The exercise
Give the number of lines in the data below that contain the string "coiled", treating case as significant. Reply with the number alone.

-- START OF Raw data --

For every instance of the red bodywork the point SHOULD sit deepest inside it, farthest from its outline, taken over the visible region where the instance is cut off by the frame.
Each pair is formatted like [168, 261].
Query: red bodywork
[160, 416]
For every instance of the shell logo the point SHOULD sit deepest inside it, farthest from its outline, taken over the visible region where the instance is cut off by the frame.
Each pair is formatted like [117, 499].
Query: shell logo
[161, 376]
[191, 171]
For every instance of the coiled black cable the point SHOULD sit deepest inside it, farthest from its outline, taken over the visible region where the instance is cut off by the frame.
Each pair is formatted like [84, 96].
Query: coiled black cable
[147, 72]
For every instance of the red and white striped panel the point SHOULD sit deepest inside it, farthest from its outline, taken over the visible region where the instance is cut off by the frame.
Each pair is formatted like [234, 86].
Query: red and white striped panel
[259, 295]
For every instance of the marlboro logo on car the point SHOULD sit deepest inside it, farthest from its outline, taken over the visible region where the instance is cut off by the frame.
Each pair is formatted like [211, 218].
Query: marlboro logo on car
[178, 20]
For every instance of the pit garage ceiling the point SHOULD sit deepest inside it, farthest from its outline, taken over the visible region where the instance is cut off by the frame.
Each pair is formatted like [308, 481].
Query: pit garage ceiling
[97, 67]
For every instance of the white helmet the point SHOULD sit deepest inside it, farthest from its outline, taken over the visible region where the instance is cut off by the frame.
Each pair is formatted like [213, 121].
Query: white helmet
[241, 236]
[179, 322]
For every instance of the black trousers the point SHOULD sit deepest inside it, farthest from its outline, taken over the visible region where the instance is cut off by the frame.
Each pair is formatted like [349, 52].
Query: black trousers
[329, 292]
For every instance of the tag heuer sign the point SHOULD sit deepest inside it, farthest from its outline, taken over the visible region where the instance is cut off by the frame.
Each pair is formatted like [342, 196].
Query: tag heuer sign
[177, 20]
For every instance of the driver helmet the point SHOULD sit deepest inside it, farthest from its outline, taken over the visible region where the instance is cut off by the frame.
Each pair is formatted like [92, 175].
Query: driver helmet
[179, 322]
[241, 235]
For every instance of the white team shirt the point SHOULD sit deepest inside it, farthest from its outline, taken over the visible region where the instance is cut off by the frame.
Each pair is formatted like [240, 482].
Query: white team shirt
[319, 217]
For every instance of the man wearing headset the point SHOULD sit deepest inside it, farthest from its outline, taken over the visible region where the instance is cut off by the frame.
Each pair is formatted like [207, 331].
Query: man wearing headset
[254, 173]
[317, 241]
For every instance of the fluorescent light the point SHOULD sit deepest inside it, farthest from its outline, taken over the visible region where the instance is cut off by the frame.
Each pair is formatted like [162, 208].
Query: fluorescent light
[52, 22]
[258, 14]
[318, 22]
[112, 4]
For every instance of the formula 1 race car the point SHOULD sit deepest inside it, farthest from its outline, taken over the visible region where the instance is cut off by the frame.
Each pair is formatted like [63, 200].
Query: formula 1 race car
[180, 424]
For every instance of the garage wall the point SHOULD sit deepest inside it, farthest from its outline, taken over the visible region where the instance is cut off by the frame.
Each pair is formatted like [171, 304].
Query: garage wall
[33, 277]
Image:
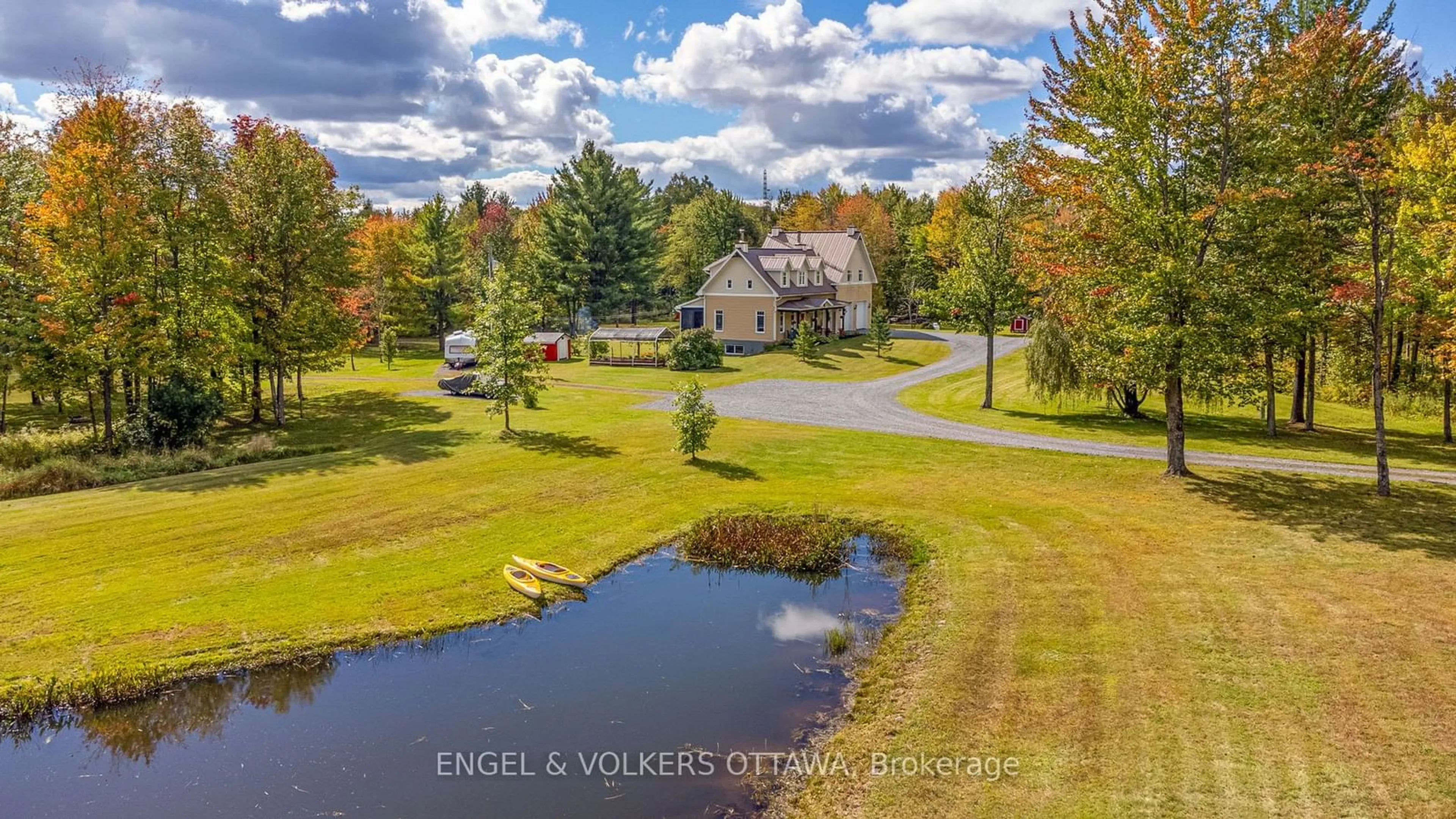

-- END OF Raw data --

Result of this exercise
2